[Saved entries]
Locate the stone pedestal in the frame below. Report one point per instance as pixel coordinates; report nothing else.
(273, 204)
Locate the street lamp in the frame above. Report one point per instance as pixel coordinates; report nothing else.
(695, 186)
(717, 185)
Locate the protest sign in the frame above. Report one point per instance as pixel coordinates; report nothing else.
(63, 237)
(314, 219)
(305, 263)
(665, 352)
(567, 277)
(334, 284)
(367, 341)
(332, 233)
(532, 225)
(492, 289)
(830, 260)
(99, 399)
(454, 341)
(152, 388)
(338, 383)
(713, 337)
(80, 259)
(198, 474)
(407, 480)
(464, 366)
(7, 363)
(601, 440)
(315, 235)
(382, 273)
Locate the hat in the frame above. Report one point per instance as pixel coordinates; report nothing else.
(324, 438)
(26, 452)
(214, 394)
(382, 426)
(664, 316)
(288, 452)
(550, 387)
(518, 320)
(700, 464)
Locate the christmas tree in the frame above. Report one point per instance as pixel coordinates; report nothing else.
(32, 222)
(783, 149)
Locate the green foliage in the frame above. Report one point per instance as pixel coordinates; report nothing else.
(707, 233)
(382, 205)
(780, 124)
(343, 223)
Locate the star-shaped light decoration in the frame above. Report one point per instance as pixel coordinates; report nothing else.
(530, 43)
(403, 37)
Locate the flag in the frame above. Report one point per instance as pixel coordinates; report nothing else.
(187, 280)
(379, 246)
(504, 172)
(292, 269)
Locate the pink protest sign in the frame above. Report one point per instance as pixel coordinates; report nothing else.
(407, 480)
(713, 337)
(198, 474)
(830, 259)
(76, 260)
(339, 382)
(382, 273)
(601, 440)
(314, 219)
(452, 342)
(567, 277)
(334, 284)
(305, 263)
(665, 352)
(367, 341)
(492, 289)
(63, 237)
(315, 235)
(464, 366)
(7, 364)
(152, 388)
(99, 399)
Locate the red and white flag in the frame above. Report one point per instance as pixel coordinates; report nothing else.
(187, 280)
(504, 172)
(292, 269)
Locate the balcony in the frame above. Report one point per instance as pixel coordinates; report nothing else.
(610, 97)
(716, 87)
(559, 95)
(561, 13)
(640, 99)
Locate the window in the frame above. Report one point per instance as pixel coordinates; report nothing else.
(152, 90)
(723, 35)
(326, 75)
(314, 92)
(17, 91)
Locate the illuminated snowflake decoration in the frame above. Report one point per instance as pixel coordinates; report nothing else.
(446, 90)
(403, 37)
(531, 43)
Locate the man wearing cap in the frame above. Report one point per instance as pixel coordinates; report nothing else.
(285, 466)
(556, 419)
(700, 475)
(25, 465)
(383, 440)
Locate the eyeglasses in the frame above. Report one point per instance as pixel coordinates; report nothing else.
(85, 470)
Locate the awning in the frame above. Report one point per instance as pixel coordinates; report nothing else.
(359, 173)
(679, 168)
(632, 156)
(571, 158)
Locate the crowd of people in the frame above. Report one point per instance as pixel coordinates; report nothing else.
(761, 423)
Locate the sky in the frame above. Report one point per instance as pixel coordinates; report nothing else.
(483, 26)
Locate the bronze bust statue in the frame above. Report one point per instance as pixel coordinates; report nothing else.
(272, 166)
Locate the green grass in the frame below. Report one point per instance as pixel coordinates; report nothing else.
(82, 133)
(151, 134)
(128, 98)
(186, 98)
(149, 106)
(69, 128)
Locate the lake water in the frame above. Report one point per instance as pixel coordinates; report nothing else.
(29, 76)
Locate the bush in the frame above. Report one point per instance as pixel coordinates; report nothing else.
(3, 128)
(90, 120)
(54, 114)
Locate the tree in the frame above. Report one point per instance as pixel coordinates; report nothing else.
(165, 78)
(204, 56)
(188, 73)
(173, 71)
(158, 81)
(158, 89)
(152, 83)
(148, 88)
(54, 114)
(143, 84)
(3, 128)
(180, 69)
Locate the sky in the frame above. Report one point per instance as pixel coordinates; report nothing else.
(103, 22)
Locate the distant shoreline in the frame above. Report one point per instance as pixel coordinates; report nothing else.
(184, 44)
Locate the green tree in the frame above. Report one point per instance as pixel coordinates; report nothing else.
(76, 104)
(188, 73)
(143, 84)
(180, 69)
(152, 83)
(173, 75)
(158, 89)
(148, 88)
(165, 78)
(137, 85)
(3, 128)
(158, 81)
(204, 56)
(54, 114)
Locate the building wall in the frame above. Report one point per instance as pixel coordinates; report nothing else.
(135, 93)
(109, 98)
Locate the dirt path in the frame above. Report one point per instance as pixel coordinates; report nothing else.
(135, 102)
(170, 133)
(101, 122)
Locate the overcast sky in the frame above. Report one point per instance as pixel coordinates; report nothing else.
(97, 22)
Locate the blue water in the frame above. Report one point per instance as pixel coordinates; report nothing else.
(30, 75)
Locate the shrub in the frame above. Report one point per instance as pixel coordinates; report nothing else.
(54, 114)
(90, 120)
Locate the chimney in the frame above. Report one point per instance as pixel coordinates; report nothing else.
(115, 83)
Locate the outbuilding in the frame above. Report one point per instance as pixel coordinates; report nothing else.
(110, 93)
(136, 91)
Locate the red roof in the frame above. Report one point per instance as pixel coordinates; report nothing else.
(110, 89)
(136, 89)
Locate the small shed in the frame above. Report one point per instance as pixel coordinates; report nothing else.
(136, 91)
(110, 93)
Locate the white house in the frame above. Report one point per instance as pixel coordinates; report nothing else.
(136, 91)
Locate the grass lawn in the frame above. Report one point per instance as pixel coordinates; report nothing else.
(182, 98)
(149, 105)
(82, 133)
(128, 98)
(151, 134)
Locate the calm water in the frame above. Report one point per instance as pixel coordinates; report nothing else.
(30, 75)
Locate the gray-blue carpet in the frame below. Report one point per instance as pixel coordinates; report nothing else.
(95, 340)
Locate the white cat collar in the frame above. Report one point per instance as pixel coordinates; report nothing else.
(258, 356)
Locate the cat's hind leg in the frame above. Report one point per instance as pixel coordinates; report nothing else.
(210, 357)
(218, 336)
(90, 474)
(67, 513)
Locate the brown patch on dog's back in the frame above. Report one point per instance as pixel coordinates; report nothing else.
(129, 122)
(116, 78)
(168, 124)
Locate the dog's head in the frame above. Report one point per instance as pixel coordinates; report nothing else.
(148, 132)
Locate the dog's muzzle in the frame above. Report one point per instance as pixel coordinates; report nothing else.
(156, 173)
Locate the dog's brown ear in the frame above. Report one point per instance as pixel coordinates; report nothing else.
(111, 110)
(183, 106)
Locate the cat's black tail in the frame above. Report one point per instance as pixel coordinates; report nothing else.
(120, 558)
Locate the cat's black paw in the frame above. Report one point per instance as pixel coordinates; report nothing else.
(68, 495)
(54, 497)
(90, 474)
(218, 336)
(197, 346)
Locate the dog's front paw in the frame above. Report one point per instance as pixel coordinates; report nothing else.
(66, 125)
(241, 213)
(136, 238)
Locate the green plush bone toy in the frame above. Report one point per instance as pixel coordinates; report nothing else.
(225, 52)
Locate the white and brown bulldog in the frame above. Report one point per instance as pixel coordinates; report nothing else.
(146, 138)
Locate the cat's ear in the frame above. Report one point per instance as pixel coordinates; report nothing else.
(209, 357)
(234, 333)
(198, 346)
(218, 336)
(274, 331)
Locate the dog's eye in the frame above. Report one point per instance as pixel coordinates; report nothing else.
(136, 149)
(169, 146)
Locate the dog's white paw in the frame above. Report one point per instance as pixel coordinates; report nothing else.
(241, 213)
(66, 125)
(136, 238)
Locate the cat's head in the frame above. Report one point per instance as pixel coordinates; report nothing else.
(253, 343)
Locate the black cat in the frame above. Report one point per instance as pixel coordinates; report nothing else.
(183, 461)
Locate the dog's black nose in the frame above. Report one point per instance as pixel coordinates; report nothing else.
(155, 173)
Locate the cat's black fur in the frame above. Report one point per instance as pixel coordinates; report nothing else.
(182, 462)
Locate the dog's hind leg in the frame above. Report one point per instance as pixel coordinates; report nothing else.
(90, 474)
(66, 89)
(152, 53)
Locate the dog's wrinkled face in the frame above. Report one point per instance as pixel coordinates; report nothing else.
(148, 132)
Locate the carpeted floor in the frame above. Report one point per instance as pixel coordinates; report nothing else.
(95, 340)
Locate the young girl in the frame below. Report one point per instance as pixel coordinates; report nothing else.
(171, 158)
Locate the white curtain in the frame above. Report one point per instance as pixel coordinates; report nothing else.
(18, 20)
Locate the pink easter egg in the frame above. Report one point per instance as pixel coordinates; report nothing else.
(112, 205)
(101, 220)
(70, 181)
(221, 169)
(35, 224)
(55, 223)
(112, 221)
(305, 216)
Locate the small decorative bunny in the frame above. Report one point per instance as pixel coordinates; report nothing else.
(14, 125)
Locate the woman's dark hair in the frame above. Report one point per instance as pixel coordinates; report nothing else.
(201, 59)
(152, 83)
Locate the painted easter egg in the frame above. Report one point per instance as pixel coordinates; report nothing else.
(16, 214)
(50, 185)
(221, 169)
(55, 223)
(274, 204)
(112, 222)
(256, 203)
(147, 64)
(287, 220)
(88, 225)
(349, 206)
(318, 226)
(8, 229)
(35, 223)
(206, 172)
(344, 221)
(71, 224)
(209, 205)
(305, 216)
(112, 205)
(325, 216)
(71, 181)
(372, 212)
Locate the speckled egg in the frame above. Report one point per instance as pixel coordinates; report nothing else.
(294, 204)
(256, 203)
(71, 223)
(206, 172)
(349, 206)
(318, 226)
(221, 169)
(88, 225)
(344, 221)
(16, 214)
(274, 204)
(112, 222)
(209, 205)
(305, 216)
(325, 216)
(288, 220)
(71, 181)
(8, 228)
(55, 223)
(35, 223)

ASSIGNED TASK:
Set down exactly what runs from the line with "Locate the carpeted" to the last line of the data above, including both of those lines and no others.

EXERCISE ANSWER:
Locate the carpeted floor in the frame above. Report one point per instance as pixel coordinates; report nothing else.
(95, 340)
Locate the young girl in the frame below. Report one point per instance as pixel coordinates; report nothing else.
(171, 158)
Locate the white curtain in the frame above. Report one point per instance as pixel coordinates; report nothing else.
(18, 20)
Locate the pink easter egg in the frame above. Report one point per instance as pixel coordinates; report nothing else.
(112, 205)
(101, 220)
(70, 181)
(221, 169)
(35, 224)
(55, 223)
(112, 221)
(305, 216)
Locate the small decorative bunny in the frame above. Report one point per instance as pixel coordinates; report nothing else.
(14, 125)
Locate the woman's dark hair in the frame above. Report one point per instance as pixel coordinates; report nothing else.
(201, 59)
(152, 83)
Locate the painted easter egg in the frame above. Report one point per instance as pixel coordinates; report nothing else.
(16, 214)
(50, 185)
(221, 169)
(55, 223)
(274, 204)
(112, 222)
(256, 203)
(147, 64)
(287, 220)
(88, 225)
(349, 206)
(318, 226)
(8, 229)
(35, 223)
(206, 172)
(344, 221)
(71, 224)
(209, 205)
(305, 216)
(112, 205)
(325, 216)
(71, 181)
(372, 212)
Locate the speckled egg in the frame above. Report one point per instance as pixel coordinates; report nothing else.
(294, 204)
(256, 203)
(71, 223)
(206, 172)
(349, 206)
(318, 226)
(221, 169)
(88, 225)
(344, 221)
(16, 214)
(274, 204)
(112, 222)
(209, 205)
(305, 216)
(325, 216)
(288, 220)
(71, 181)
(8, 228)
(55, 223)
(35, 223)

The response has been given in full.